→ ACTIVITY A
Copy the Expressionview passage word for word from "Application examples" to "analyzed (Figure 2).".
→ ACTIVITY B
Write the next part of the passage about Expressionview, picking up right after its final sentence.

→ SOURCE TEXT
The inclusion of gene positions as additional genetic markers may resolve some consistent ambiguities - not simple outliers - in the data distribution (for example in the second half of the chromosome 2 of the mouse). The map conversion tool addresses the problem of the heterogeneity of the data by adjusting the confidence intervals locally to the data. The possibility of an erroneous assignment is reduced and expressed in terms of probability. The general options of the map conversion tool are integrated as a subroutine of Expressionview (default settings are: complete initial data set, 20 points of window size and 20% deviation tolerance for outliers). The user may customize the conversion parameters in order to improve either the reliability or the accuracy of the conversion, as they are inversely related.

Application examples

The different features of Expressionview can be combined in several ways, depending on the particular requirements of the researcher. Some examples are given below.

QTL versus QTL

QTLs can be reduced in size by combining data for the same trait in parallel experiments [22, 23]. The intersection between similar QTLs measured in different strains shrinks progressively with increasing sample size. Expressionview provides a comfortable display of these intersections and an overview of the relative sizes and positions of the different regions being analyzed (Figure 2).

Figure 2
figure 2

Simultaneous display of overlapping QTLs. QTLs measured for the same trait but in different mouse crosses (annotated with different colors) are represented as vertical bars beside the chromosome. The consensus QTL regions (in black) represent the overlap common to all crosses they were measured in.

QTL versus gene-expression profile

Gene-expression data from patients affected by a polygenic disease may point to particular genes among the candidate set constituting the QTLs associated with the same disease [24]. Expressionview displays these data globally on the karyotype, assisting the researcher with an overview of the distribution of the differentially expressed genes and their particular incidence within QTLs accounting for the same trait (Figure 3).

→ INFORMATION SUPPLIED
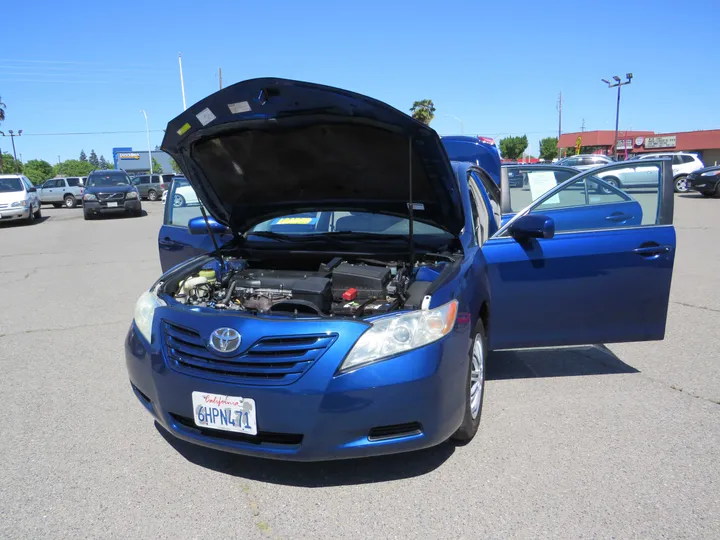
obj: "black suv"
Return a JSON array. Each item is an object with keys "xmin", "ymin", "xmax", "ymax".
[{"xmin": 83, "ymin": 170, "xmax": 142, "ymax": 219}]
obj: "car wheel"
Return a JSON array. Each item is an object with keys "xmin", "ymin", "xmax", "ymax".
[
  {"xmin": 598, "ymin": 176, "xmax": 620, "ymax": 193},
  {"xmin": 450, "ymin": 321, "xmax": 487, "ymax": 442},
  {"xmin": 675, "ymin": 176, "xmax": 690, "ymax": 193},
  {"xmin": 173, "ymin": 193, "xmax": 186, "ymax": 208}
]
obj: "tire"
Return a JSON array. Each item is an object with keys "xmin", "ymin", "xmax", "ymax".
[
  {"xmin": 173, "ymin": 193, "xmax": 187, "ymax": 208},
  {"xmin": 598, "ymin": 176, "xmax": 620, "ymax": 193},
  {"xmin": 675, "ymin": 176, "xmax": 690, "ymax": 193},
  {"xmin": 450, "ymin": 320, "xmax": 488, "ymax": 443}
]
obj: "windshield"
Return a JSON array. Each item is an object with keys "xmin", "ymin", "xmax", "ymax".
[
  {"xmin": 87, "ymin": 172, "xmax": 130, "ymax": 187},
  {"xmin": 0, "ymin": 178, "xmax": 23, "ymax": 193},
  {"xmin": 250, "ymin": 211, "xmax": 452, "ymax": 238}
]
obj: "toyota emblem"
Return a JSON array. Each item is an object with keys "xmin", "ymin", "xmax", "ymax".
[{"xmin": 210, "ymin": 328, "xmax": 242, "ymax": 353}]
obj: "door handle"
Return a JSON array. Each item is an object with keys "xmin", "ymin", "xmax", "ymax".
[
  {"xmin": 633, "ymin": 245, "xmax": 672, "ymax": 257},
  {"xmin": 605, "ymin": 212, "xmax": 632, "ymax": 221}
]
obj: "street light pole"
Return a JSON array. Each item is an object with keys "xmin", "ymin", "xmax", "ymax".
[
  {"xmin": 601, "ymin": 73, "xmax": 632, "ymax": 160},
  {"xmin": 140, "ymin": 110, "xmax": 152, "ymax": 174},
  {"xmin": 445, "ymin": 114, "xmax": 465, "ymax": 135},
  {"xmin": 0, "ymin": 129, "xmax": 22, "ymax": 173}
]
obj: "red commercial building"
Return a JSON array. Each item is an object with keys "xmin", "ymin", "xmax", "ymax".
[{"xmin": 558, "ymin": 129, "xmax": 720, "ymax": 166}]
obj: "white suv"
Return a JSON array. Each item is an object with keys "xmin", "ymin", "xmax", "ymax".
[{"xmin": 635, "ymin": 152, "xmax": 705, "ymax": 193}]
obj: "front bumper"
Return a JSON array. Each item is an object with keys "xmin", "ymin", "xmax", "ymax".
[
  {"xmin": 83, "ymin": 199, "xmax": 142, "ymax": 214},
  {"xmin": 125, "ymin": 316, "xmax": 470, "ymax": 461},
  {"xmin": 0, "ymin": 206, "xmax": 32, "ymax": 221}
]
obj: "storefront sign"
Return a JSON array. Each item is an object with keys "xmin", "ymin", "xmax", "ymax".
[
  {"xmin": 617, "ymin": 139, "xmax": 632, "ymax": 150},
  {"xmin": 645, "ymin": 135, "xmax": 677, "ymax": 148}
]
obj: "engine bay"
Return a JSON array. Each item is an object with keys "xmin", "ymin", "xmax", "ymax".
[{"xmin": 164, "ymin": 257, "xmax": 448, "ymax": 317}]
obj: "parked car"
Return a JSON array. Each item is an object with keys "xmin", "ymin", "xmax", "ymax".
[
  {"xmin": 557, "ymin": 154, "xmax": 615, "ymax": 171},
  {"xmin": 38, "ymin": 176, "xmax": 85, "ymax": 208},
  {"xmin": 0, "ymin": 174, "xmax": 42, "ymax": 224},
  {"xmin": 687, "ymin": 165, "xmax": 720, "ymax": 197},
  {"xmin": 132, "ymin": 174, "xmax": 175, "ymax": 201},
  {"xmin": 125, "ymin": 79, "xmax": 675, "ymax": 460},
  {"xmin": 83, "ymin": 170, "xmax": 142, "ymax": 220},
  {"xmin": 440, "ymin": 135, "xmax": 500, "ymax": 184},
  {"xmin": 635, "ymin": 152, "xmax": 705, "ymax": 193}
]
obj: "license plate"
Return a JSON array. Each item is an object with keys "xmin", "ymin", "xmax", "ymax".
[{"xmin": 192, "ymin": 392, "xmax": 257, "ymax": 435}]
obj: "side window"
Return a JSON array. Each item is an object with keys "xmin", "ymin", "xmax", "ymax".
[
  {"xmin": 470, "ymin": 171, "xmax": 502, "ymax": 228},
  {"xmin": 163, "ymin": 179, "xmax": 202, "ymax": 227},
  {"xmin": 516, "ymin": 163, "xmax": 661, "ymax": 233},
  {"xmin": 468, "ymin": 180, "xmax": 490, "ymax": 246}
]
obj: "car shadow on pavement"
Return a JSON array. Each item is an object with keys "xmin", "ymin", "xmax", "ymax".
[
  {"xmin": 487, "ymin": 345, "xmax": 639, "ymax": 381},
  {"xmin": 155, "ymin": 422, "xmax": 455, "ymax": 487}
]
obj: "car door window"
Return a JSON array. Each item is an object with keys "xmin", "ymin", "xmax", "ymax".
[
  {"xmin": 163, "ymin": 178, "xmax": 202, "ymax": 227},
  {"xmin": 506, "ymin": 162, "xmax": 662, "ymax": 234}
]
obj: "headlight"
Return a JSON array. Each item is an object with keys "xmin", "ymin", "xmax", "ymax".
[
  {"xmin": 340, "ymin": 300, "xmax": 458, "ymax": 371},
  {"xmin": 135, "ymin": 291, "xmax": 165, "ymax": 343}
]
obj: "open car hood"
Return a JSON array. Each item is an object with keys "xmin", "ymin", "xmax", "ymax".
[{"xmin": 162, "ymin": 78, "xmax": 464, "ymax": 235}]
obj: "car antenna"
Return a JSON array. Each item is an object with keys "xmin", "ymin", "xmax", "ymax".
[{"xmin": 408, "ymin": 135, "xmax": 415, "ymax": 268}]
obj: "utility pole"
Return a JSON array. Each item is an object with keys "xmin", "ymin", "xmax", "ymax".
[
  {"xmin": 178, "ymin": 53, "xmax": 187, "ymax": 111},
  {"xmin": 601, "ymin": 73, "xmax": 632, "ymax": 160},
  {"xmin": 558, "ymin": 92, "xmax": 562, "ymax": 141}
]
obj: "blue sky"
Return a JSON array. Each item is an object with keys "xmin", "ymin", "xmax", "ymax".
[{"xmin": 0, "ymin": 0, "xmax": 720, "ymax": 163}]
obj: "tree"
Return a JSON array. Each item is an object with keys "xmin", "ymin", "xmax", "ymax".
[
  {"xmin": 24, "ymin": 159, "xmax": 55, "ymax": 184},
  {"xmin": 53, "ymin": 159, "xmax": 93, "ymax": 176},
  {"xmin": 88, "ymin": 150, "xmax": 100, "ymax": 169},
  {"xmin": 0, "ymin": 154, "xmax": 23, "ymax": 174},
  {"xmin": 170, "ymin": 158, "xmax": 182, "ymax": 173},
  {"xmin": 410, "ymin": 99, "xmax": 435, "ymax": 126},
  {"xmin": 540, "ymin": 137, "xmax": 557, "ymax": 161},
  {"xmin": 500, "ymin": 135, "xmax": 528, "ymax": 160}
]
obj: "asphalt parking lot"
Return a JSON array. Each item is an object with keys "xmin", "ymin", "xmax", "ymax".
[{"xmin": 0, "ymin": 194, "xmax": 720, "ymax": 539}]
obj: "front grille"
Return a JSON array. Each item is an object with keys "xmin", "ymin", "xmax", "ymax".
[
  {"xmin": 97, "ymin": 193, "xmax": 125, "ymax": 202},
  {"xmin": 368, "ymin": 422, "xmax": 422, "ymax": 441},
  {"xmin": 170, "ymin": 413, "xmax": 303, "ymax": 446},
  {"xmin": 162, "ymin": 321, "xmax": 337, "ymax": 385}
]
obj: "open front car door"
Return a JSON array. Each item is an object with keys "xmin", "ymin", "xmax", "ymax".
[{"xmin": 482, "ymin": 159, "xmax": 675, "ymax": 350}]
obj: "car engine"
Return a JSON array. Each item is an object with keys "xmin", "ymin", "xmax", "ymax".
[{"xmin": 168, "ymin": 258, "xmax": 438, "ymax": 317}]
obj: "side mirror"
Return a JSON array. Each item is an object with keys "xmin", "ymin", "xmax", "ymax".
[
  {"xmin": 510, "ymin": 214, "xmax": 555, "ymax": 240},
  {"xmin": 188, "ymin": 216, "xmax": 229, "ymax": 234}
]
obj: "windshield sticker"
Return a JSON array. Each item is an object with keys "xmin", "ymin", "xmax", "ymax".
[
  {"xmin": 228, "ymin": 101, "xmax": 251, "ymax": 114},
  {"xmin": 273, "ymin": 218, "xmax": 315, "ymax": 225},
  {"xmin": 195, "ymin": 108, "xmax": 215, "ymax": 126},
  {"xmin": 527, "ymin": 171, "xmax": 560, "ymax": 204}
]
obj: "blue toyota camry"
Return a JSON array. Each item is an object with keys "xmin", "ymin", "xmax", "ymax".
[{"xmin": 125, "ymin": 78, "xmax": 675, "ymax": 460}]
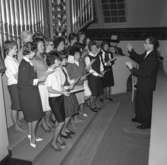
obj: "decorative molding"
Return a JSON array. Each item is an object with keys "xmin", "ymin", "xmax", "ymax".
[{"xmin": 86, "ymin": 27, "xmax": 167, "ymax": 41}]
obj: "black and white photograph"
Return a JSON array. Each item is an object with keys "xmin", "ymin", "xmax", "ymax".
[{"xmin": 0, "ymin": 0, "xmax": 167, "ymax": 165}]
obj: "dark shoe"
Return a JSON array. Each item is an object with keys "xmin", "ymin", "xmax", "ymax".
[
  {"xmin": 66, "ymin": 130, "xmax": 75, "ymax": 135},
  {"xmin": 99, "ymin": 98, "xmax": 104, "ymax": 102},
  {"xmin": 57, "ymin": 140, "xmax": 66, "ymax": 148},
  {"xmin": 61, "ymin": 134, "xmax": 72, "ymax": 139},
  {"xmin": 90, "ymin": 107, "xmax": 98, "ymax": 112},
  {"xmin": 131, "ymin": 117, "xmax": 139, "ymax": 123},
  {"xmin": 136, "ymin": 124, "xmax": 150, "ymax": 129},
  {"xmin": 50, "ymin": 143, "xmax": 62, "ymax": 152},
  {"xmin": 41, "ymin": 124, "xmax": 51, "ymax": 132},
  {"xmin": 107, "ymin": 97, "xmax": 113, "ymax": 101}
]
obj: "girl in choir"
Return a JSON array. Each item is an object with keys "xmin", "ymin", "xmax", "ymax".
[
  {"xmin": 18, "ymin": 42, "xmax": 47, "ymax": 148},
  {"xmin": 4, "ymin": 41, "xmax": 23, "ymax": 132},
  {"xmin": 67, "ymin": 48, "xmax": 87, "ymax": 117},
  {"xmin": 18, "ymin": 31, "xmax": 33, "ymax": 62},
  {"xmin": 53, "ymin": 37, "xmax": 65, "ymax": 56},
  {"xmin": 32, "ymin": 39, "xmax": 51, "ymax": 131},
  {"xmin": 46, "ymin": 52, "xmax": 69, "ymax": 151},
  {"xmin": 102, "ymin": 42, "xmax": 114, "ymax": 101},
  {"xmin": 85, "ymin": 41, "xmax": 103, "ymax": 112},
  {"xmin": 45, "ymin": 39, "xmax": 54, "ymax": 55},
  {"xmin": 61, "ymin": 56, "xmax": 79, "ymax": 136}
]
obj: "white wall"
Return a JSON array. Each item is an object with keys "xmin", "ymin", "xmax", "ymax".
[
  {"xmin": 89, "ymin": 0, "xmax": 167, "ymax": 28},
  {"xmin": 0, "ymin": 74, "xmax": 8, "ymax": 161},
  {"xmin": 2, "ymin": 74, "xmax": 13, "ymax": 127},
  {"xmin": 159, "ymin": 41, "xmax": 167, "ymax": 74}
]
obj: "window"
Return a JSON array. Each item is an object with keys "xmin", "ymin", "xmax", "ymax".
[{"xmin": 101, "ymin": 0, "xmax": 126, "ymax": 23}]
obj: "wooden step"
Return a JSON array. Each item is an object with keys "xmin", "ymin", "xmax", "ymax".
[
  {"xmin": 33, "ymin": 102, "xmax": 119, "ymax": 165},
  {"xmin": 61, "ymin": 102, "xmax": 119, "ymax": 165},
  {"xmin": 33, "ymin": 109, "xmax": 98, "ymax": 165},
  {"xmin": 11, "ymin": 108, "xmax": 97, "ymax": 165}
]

→ RESULT A
Application examples

The different features of Expressionview can be combined in several ways, depending on the particular requirements of the researcher. Some examples are given below.

QTL versus QTL

QTLs can be reduced in size by combining data for the same trait in parallel experiments [22, 23]. The intersection between similar QTLs measured in different strains shrinks progressively with increasing sample size. Expressionview provides a comfortable display of these intersections and an overview of the relative sizes and positions of the different regions being analyzed (Figure 2).

→ RESULT B
Figure 3
figure 3

Simultaneous display of QTL and gene-expression data. The figure presents virtual QTLs in mice together with differential gene-expression data. QTLs are represented as vertical bars beside the chromosome and the colors stand for different characteristics (traits) of the disease (here only one trait is shown, represented by red bars). Upregulated genes are represented as red arrows, downregulated as green arrows and invariant as blue arrows. Genes too close to be separated in the figure are represented with a black arrow annotated with the number of genes it represents (for example, two genes on chromosome 19). These genes can be comfortably displayed in a pop-up window.


The foregoing examples can be extended for exploring possible relationships between heterogeneous data sharing a higher-order trait. For example, one may combine QTLs accounting for different autoimmune diseases in order to search for common associations. In this case we may simply display the intersections between these different QTLs. Furthermore, one may also combine this result with the gene-expression profiles characteristic of one, some, or all complex traits analyzed. This may help to establish new hypotheses to be put to the test in the lab.


Expressionview assists scientists in keeping an overview of their data. This is particularly supportive for huge datasets distributed over the whole karyotype. However, this tool may also be helpful for proposing new hypotheses. For example, the data visualization may suggest to the biologist the presence of unknown QTLs in regions of high density of differentially expressed genes not matching any known QTL. Also, the bioinformatician is invited to search the gene databases for other possibly relevant genes in that particular region. And, of course, both are asked to direct their efforts towards genes located inside the known QTLs. Such a display, together with the functionality of Ensembl (for example, sequence similarity tools, syntenic regions relevant for a certain disease), makes the tool very supportive in the combined analysis of gene expression and QTL data.


Expressionview [25, 26] and the map conversion tool [27] are freely available.